▶ **Problem description**
Transcribe verbatim every line from the line containing "Indicate every instance of the tree trunk" to the end of the entries, including both endpoints. Output nothing beyond those lines.

▶ **Input data**
◆ ◆ ◆ ◆ ◆ ◆ ◆
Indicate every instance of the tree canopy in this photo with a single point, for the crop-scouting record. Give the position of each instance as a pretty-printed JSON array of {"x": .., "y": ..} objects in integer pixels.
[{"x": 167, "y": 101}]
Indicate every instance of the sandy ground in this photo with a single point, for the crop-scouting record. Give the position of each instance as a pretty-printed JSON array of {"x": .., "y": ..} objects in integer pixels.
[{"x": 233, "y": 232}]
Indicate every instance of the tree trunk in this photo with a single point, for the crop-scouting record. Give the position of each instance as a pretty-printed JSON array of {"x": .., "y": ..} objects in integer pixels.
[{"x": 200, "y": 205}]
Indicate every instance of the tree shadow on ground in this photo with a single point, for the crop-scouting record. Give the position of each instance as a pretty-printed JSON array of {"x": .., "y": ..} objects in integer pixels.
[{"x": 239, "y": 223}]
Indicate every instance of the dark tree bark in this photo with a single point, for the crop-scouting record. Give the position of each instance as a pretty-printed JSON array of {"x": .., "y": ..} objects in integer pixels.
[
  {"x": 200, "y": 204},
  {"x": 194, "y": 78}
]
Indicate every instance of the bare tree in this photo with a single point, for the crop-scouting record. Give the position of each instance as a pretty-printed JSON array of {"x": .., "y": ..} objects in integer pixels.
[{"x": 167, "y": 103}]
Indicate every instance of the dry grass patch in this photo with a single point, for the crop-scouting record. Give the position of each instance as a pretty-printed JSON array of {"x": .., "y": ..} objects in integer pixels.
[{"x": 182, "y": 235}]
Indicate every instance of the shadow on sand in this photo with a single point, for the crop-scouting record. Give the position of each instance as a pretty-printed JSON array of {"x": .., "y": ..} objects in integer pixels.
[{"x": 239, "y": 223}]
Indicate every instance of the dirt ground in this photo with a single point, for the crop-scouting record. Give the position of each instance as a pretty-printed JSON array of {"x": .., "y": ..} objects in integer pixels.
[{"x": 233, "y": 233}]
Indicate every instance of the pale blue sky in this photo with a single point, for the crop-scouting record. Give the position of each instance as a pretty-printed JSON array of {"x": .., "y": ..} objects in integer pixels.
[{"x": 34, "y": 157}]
◆ ◆ ◆ ◆ ◆ ◆ ◆
▶ **Finished answer**
Indicate every instance of the tree trunk in this photo with a single point, for the crop-scouting record. Give the position of each instance as a pretty-printed JSON array of {"x": .., "y": ..} objects in integer pixels.
[{"x": 200, "y": 205}]
Indicate every instance of the tree shadow on ground in this photo with a single point, for the crop-scouting record. Give the position of each instance as a pretty-printed JSON array of {"x": .., "y": ..} objects in integer pixels.
[{"x": 239, "y": 223}]
Indicate every instance of the dark tree bark in this photo with a single point, for the crop-scouting record. Give the position of each instance as a pretty-printed JSON array of {"x": .., "y": ..} objects in integer pixels.
[
  {"x": 200, "y": 204},
  {"x": 194, "y": 78}
]
Indicate every instance of the bare tree in this photo with a single point, for the crop-scouting record. Give the position of each instance as a pretty-printed JSON array of {"x": .., "y": ..} objects in integer pixels.
[{"x": 167, "y": 103}]
Indicate every instance of the dry grass patch in this photo with a single point, for the crop-scouting record. Give the position of each instance as a pretty-printed JSON array of {"x": .., "y": ..} objects in integer pixels.
[{"x": 182, "y": 235}]
Indicate every instance of the shadow on sand in this photo with a single point, for the crop-scouting record. Give the position of each instance as a pretty-printed JSON array of {"x": .., "y": ..} objects in integer pixels.
[{"x": 239, "y": 223}]
Indicate every instance of the dirt ground in this photo with a single point, for the crop-scouting record. Give the position of each instance as a pretty-printed JSON array of {"x": .., "y": ..} objects in integer pixels.
[{"x": 233, "y": 233}]
Indicate every instance of the pale blue sky in this photo with a single point, for the crop-scouting record. Give the position of each instance as a pretty-printed JSON array of {"x": .., "y": ..} objects in integer pixels.
[{"x": 34, "y": 157}]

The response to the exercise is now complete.